ОТРЫВОК ТЕКСТА:
::::

Из писателей часто заглядывал к нам (помню его еще в доме Менгдена) Иван Александрович Гончаров, незадолго до своей смерти. Он дружил с моей бабушкой Любовью Корнеевной и с тетей Сашенькой и особенно нравился ему верный слуга отца Алексеич (прослуживший у отца 38 лет). Гончаров, по словам матери, был стариком до нельзя приветливым и благожелательным. Не выносил только Тургенева, да еще как! Попросту ненавидел… По этому поводу вспоминается рассказ А. Ф. Кони, слышанный мною от него самого много раз: когда умер Тургенев, Кони находился на каких-то водах вместе с Гончаровым и, встретив его, первый сообщил ему о смерти нелюбимого Гончаровым писателя: «Пришла весть – Иван Сергеевич скончался». Гончаров махнул рукой и сказал, поморщась: «Притворяется!».

Бывал у нас нередко и смешивший своей рассеянностью высокий, длинноволосый Я. П. Полонский, и светский острослов Д. В. Григорович, и запальчиво-многоречивый П. Д. Боборыкин (в одном из своих ранних романов «Умереть уснуть» он описывает мастерскую отца, заодно и его самого с женой, выдуманно-эффектно по обыкновению). Свои стихи, никогда не появлявшиеся в печати, любил читать грузный А. Н. Апухтин, а к нам, детям, очень тепло относился ныне забытый поэт Величко. Из юристов назову Утина, кн. Урусова, Кони, Герарда, Андреевского, Нечаева.

Но из знаменитостей, в особенности тех, что позировали отцу, почему-то особое впечатление произвел на меня Айвазовский (в начале 80 годов) с его живописным черепом и белыми баками. Портрет его был написан в мастерской отца (еще в доме Менгдена) при таких обстоятельствах: в одно после-завтрака Айвазовский заехал навестить нас; отец предложил ему попозировать; он согласился, но под условием, что в то время, как будет писать его Константин Егорович, сам он напишет одну из своих излюбленных марин… И вот уселись они перед двумя мольбертами, взялись за палитры и кисти, работа закипела. Незаметно прошло часа два. В результате у отца осталось одно из бесчисленных «морей» Айвазовского с солнечным небом и лодкой, а маститый маринист получил свой портрет (поясной) за работой, очень удавшийся отцу; этот холст до сих пор находится в феодосийском Музее Айвазовского.

::::

ВЫДЕРЖКИ ИЗ ЗАПИСЕЙ:
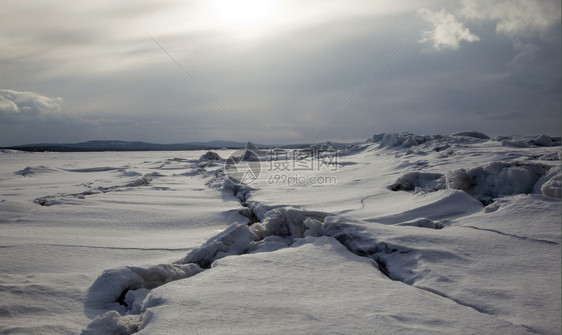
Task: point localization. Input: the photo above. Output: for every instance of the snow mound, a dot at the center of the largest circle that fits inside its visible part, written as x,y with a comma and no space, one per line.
405,140
497,179
112,285
112,323
234,240
34,170
550,184
252,153
517,143
473,133
210,156
419,181
422,223
542,141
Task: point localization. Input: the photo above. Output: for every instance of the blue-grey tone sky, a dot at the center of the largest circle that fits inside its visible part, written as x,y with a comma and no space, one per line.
81,70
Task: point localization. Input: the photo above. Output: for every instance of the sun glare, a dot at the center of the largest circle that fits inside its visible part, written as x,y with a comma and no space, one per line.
243,16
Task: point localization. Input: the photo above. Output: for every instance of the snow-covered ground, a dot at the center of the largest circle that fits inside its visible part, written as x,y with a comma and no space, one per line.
403,234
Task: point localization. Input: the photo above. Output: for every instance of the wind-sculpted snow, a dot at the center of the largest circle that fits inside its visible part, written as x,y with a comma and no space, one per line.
158,243
487,182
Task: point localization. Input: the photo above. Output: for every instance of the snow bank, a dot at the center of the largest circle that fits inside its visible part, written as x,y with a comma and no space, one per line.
112,323
112,285
518,143
210,156
414,181
497,179
34,170
550,184
473,134
253,154
234,240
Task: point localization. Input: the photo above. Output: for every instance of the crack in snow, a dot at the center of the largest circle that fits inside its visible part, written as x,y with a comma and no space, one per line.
525,238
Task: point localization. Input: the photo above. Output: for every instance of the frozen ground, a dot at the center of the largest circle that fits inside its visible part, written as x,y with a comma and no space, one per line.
403,234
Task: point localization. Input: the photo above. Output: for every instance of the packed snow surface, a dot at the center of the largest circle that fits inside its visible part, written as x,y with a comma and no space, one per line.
404,234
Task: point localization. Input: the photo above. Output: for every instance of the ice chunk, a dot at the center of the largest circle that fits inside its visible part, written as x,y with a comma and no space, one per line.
473,133
111,323
519,143
210,156
234,240
497,179
542,141
419,180
550,184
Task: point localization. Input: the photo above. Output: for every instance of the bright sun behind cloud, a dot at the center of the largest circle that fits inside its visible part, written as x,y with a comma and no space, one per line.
244,17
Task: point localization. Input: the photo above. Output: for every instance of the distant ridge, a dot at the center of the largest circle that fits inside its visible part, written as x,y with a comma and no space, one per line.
127,146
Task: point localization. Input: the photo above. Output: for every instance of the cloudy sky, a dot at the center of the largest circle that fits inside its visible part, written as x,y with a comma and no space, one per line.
276,71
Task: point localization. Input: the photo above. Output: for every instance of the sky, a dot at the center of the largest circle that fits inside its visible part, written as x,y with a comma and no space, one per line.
273,71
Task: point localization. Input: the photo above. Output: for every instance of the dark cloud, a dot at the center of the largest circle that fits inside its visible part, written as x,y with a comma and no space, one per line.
287,80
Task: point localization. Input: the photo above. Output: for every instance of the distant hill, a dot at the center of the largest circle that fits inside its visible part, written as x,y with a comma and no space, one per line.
126,146
147,146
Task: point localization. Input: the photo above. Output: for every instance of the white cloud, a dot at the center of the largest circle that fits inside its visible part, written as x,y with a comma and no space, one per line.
515,18
16,104
445,31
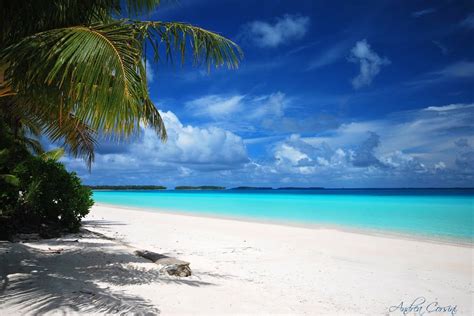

::::

ЗАДАНИЯ:
• A. Поменяй «white cloud» на «storm cloud» в записях от строки с «of the white» до конца записей включительно и приведи эти строки заново, остальное оставь без изменений. Картинки в ответ не включай.
• B. Допиши воспоминания о гостях отцовского дома дальше, начиная после последнего приведенного предложения.

РЕЗУЛЬТАТЫ ВЫПОЛНЕНИЯ:
• A.
Task: point localization. Input: the photo above. Output: for every instance of the storm cloud, a dot at the center of the largest circle that fits inside its visible part, written as x,y with a comma and no space, one per line.
515,18
16,104
445,31

• B.
Хочется еще упомянуть об историке Костомарове; написанный отцом портрет его (1883 г.), не слишком удачный, перешел из нашей детской, где висел долго, в Русский Музей; о Джевецком, изобретателе первой подводной лодки, севшей на дно Невы после первого же пробного плавания, и о знаменитом Миклухе-Маклае, обретшем вторую родину в Новой Гвинее. Отец писал Миклуху в 1882 году, когда его по возвращении из Австралии чествовали в Петербурге. Между сеансами он завтракал с нами – невысокий, худой, рыжеватый, со строгим и добрым лицом, но патологически самомнительный после своих успехов в бухте Астролябии у дикарей, почитавших его за белого бога. Константин Егорович как-то предложил ему поехать в оперу и занять его место в партере. Подумав, Миклуха отказался: он не был согласен сидеть иначе, как один, в ложе…

Изредка устраивались у нас большие приемы, о них потом долго не умолкали толки в Петербурге. Два раза ставились оперные спектакли – наверху в отцовской мастерской, – она обращалась в театральный зал. Аркой в комнату рядом открывалась сцена, лишняя мебель куда-то пряталась, длинный коридор, мимо жилых комнат, из нашей столовой к «черному ходу» и лестница в мастерскую завешивались запасными бархатами и гобеленами, украшались зимними растениями и устилались коврами. Целую неделю перед тем дружно работали обойщики и плотники, весь домашний строй был нарушен; приходилось и нам, детворе, потесниться немного. Квартира была поместительна, но не слишком велика, а набивалось в нее человек полтораста, – выездные лакеи с шубами и ротондами загромождали парадную лестницу. Только благодаря распорядительности матери, заведывавшей всем устройством приема, порядок ни в чем не нарушался. Ее хватало на всё – на рассылку приглашений (чтобы никого не обидеть и соблюсти предуказанную помещением норму), на артистическую часть спектакля, на превращение мастерской в зрительный зал и на то, как разместить именитых гостей; среди них бывали – герцогиня З. Д. Лейхтенбергская с мужем, герцог Евгений Максимилианович и неизменно вел. кн. Владимир Александрович.

Хозяйка дома выступала и как певица на этих спектаклях. Помнится, я слушал ее в «Цыганских песнях», оперетке на сюжет Апухтина. Участвовали тогда Панаева, Дягилева, молоденькая Тилли Нувель, а из мужчин – обладавший красивым высоким баритоном кавалергард А. А. Стахович (впоследствии артист Московского Художественного театра), и лихо танцевала одна из красивейших петербургских дам – В. А. Афросимова (вторым браком за кн. Оболенским). Но всего удачнее, кажется, прошло в другой раз действие из «Аиды» в костюмах и декорациях, с Панаевой-Аидой и Мержвинским-Радамесом; Амнерис пела Е. В. Дягилева, а Константин Егорович превосходно справился с партией Амонастро. Тогда же исполнялся, в костюмах, знаменитый квартет из «Риголетто»: Маркони, Панаева, Дягилева и отец в роли Трибулэ. Вечер закончился живой картиной из «Боярского пира». «Аида» и «Боярский пир» имели такой успех, что спектакль был повторен в присутствии Александра III в особняке А. Н. Нарышкиной.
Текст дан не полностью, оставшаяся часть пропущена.